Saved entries
══════

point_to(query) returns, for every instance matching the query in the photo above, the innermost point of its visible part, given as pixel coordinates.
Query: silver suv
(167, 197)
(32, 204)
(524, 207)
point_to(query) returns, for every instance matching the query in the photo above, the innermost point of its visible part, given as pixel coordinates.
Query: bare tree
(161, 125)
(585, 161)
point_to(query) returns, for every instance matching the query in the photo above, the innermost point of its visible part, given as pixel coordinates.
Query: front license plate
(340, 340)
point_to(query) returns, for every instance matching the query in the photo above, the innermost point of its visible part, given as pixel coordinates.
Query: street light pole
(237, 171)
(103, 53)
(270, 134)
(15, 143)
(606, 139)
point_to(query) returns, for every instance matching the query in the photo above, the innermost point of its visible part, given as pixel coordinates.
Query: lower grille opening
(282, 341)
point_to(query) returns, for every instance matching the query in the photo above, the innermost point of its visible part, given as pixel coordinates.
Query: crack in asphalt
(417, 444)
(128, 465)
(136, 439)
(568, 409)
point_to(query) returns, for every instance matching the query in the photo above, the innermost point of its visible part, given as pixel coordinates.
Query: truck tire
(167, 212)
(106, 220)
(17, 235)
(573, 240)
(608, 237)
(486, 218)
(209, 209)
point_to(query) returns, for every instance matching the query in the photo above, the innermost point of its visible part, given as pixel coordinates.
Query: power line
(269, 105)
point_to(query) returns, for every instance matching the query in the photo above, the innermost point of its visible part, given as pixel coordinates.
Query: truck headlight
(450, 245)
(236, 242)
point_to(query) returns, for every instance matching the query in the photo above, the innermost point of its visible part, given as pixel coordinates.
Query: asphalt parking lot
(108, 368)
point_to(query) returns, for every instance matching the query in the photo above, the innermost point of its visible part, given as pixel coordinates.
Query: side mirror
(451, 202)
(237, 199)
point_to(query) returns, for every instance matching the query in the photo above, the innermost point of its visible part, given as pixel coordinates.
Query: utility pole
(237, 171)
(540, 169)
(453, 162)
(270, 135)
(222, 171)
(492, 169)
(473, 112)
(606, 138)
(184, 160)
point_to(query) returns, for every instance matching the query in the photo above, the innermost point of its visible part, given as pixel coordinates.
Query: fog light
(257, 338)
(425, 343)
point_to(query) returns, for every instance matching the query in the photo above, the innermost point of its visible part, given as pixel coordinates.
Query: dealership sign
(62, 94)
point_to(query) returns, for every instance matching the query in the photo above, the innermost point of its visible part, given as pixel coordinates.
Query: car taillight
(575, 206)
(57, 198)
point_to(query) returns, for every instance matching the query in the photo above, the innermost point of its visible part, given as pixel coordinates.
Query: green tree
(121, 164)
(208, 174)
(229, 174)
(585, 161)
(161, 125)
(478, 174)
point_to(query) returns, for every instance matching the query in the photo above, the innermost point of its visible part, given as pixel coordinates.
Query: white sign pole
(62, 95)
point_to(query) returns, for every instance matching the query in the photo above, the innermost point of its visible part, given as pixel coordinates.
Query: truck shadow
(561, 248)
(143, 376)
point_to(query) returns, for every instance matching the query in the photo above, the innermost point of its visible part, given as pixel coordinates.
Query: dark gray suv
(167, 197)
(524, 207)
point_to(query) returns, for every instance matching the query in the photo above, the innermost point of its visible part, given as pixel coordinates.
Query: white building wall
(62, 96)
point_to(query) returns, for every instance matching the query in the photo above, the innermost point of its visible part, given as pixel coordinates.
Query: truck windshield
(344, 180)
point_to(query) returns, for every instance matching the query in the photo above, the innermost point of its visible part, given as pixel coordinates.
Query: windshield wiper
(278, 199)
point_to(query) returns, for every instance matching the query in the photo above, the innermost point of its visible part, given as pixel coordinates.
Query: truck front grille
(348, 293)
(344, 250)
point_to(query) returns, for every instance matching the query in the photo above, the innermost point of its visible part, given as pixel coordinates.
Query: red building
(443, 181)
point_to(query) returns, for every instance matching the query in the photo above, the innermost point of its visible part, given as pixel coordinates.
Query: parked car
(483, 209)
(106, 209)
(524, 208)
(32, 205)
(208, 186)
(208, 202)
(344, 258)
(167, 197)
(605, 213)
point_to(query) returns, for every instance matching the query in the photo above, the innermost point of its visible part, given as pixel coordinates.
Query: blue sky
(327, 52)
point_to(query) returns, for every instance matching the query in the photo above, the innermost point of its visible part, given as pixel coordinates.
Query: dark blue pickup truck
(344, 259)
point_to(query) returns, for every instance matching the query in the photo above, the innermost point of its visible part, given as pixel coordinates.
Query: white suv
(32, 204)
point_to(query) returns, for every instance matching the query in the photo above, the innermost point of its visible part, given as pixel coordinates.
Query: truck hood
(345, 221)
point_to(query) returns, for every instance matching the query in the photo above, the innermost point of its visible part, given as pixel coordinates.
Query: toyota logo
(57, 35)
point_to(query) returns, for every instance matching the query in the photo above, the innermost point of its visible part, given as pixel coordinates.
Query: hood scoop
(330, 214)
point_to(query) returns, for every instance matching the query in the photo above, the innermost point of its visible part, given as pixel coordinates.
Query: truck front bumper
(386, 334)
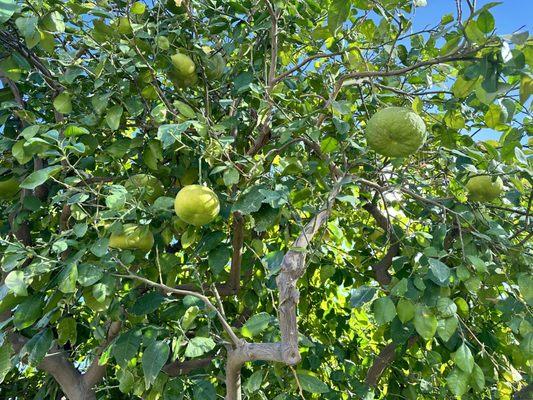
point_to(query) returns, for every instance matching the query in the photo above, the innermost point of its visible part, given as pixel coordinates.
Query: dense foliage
(410, 289)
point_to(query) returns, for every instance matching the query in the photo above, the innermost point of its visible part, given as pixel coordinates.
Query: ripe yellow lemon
(197, 205)
(144, 186)
(395, 132)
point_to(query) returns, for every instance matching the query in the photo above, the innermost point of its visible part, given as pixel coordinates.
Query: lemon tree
(258, 199)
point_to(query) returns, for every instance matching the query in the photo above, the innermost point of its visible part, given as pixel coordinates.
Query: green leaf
(66, 331)
(67, 279)
(473, 33)
(493, 116)
(138, 8)
(63, 103)
(400, 288)
(154, 357)
(5, 353)
(446, 307)
(447, 327)
(477, 379)
(126, 381)
(439, 272)
(256, 324)
(253, 383)
(28, 312)
(405, 310)
(7, 9)
(39, 177)
(21, 154)
(89, 274)
(338, 12)
(100, 247)
(218, 259)
(112, 118)
(329, 145)
(189, 317)
(147, 303)
(384, 310)
(170, 133)
(485, 22)
(38, 346)
(198, 346)
(204, 390)
(362, 295)
(463, 358)
(310, 383)
(185, 109)
(15, 282)
(231, 176)
(250, 202)
(126, 346)
(425, 322)
(74, 130)
(457, 381)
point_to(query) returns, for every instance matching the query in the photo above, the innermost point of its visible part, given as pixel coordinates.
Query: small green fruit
(93, 303)
(197, 205)
(145, 187)
(484, 188)
(183, 65)
(123, 26)
(11, 69)
(149, 93)
(214, 66)
(132, 237)
(462, 307)
(395, 132)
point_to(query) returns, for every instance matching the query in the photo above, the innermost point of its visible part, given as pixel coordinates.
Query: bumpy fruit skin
(395, 132)
(147, 187)
(483, 188)
(123, 26)
(132, 237)
(94, 304)
(214, 66)
(8, 188)
(197, 205)
(183, 64)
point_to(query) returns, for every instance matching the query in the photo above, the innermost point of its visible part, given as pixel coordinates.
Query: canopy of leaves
(273, 114)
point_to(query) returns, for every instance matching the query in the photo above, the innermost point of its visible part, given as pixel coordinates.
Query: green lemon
(484, 188)
(9, 187)
(183, 65)
(132, 237)
(93, 303)
(189, 177)
(146, 187)
(123, 26)
(462, 307)
(395, 132)
(197, 205)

══════

Set down the records exactly, without the pictures.

point_to(query) returns, for every instance matching the query in the photo above, the innermost point of its visible part, given as pixel coordinates.
Query: silver suv
(167, 197)
(32, 204)
(524, 207)
point_to(query) returns, for every instance matching the query in the photo above, the innermost point of its visible part, given as pixel coordinates.
Query: bare tree
(161, 125)
(585, 161)
point_to(query) returns, for every instance matching the query in the photo above, the innermost point of its visible part, given as pixel coordinates.
Query: front license plate
(340, 340)
point_to(query) returns, for every instance matching the query in the photo above, the innermost point of its visible part, given as pixel coordinates.
Query: street light pole
(237, 171)
(103, 53)
(270, 134)
(15, 143)
(606, 139)
point_to(query) returns, for every instance matching the query in the photo above, the innermost point of its visible part, given as pixel coordinates.
Query: lower grille opening
(282, 341)
point_to(query) returns, for every instance matching the query in the photo above, the innermost point of its visible part, given as pixel coordinates.
Query: crack in asphalt
(417, 444)
(128, 465)
(136, 439)
(568, 409)
point_to(query) returns, for every instance matching the query in the photo above, the innermost point of its visible part, given as pixel coordinates.
Query: truck tire
(167, 212)
(106, 220)
(17, 235)
(573, 240)
(608, 237)
(486, 218)
(209, 209)
point_to(query) returns, for every instance matching the query in the photo above, the innermost point of its visible part, given as pixel coordinates.
Query: power line
(269, 105)
point_to(query) returns, for every instance matching the query in the photo above, the innermost point of its visible part, given as pixel coordinates.
Query: truck headlight
(450, 245)
(236, 242)
point_to(query) returns, for every instance matching the query in the photo above, the innermost point of its visible part, given as pixel coordinates.
Query: asphalt parking lot
(108, 368)
point_to(query) returns, for every instance matching the query in the photo above, the innermost point of its visible part, given as pixel coordinates.
Query: side mirror
(451, 202)
(237, 199)
point_to(query) returns, for every instance matching the query in the photo above, the innermost point of its visible part, given as pixel coordinates.
Query: utility pole
(237, 171)
(540, 169)
(453, 162)
(270, 135)
(222, 171)
(492, 169)
(473, 112)
(606, 138)
(184, 160)
point_to(query) returns, for every instance matching the query in the photo above, the innermost point of its visible part, given as pixel coordinates.
Query: fog light
(257, 338)
(425, 343)
point_to(query) returns, for every instance matching the query in the photo above, the innermost point of its visible part, given as pixel coordinates.
Query: dealership sign
(62, 94)
point_to(query) returns, for every instance matching the query in the photo above, the innermost point of its visible part, given as pixel coordinates.
Query: car taillight
(575, 206)
(57, 198)
point_to(query) returns, for every instance matching the query in the photo above, the innermost point of its visible part, given as pixel coordinates.
Query: green tree
(121, 164)
(208, 174)
(229, 174)
(585, 161)
(161, 125)
(478, 174)
point_to(query) returns, for every instance matching the query in the photo above, the innermost point of its visible part, given as pixel coordinates.
Query: white sign pole
(62, 95)
point_to(query) returns, for every instance matching the query in the photo above, the innermost point of its visible part, given as pixel coordinates.
Query: truck shadow
(561, 248)
(143, 376)
point_to(query) returns, for every instance matching the query in the photo above, the innermost point of its visible part, given as pixel coordinates.
Query: dark gray suv
(167, 197)
(524, 207)
point_to(query) returns, for every instance matching the query in the photo above, the innermost point of its visible part, given as pixel coordinates.
Query: white building wall
(62, 96)
point_to(query) returns, for every instance matching the query in the photo above, the innermost point of its visible part, given as pixel coordinates.
Query: truck windshield
(344, 180)
point_to(query) returns, for every instance matching the query in the photo above, the innermost point of its visible part, given as pixel coordinates.
Query: windshield wiper
(278, 199)
point_to(query) returns, for every instance matching the query in the photo above, the innermost point of its visible part, given as pixel coordinates.
Query: truck front grille
(348, 293)
(344, 250)
point_to(query) returns, for every instance matching the query in the photo above, the innermost point of its visible part, given as pixel coordinates.
Query: red building
(443, 181)
point_to(query) returns, for every instance matching the query in the photo above, the innermost point of its visible part, given as pixel coordinates.
Query: parked car
(483, 209)
(106, 209)
(524, 208)
(32, 205)
(208, 186)
(208, 202)
(344, 258)
(167, 197)
(605, 213)
point_to(query) returns, for every instance matching the query in the photo above, the innermost point of its visible part, given as pixel coordinates.
Query: blue sky
(327, 52)
point_to(query) returns, for every instance matching the query in the photo above, the innermost point of its visible part, given as pixel coordinates.
Query: dark blue pickup truck
(344, 259)
point_to(query) returns, for every instance matching the query in the photo above, the innermost point of its visible part, given as pixel coordinates.
Query: white suv
(32, 204)
point_to(query) returns, for every instance matching the query in the photo above, the innermost point of its visible part, given as pixel coordinates.
Query: truck hood
(345, 221)
point_to(query) returns, for every instance matching the query in the photo above, the innermost point of its visible part, given as pixel coordinates.
Query: toyota logo
(57, 35)
point_to(query) returns, for every instance matching the query in the photo above, the innermost point of its visible part, given as pixel coordinates.
Query: hood scoop
(330, 214)
point_to(query) returns, for every instance matching the query in the photo above, the innermost point of its visible part, given as pixel coordinates.
Query: truck front bumper
(386, 334)
point_to(query) returns, for every instance matching the query in the photo above, the innermost point of its visible part, given as pixel coordinates.
Query: dense foliage
(410, 289)
point_to(query) returns, for every instance matching the query in the photo above, the innermost point of its visible part, given as pixel coordinates.
Query: ripe yellow lemon
(197, 205)
(144, 186)
(395, 132)
point_to(query) returns, for every instance matching the query in the photo above, the innermost point of its visible part, given as pixel coordinates.
Query: lemon tree
(258, 199)
point_to(query) returns, for every instance matching the query in the photo above, the innermost point of its visible part, given as pixel coordinates.
Query: green leaf
(66, 331)
(67, 279)
(473, 33)
(493, 116)
(138, 8)
(63, 103)
(400, 288)
(154, 357)
(5, 353)
(446, 307)
(447, 327)
(477, 379)
(126, 381)
(439, 272)
(256, 324)
(253, 383)
(28, 312)
(405, 310)
(7, 9)
(39, 177)
(21, 154)
(89, 274)
(338, 12)
(100, 247)
(218, 259)
(112, 118)
(329, 145)
(189, 317)
(147, 303)
(384, 310)
(170, 133)
(485, 22)
(38, 346)
(198, 346)
(204, 390)
(362, 295)
(463, 358)
(310, 383)
(185, 109)
(15, 282)
(231, 176)
(250, 202)
(126, 346)
(425, 322)
(74, 130)
(457, 381)
point_to(query) returns, for every instance matching the query in the photo above, the innermost point of its visible part, given as pixel coordinates.
Query: small green fruit
(93, 303)
(197, 205)
(145, 187)
(484, 188)
(183, 65)
(123, 26)
(11, 69)
(149, 93)
(214, 66)
(132, 237)
(462, 307)
(395, 132)
point_to(query) returns, for every instance matching the query in the photo above, the innermost point of its visible part, given as pixel coordinates.
Query: bumpy fruit skin
(395, 132)
(147, 187)
(483, 188)
(123, 26)
(132, 237)
(94, 304)
(214, 66)
(8, 188)
(197, 205)
(183, 64)
point_to(query) returns, for every instance matching the query in the photo above, the innermost point of its visible part, given as pixel coordinates.
Query: canopy of leaves
(273, 114)
point_to(query) returns, for every instance matching the query in the photo above, the innermost point of its visible part, given as pixel coordinates.
Query: green lemon
(484, 188)
(9, 187)
(183, 65)
(132, 237)
(93, 303)
(189, 177)
(146, 187)
(123, 26)
(462, 307)
(395, 132)
(197, 205)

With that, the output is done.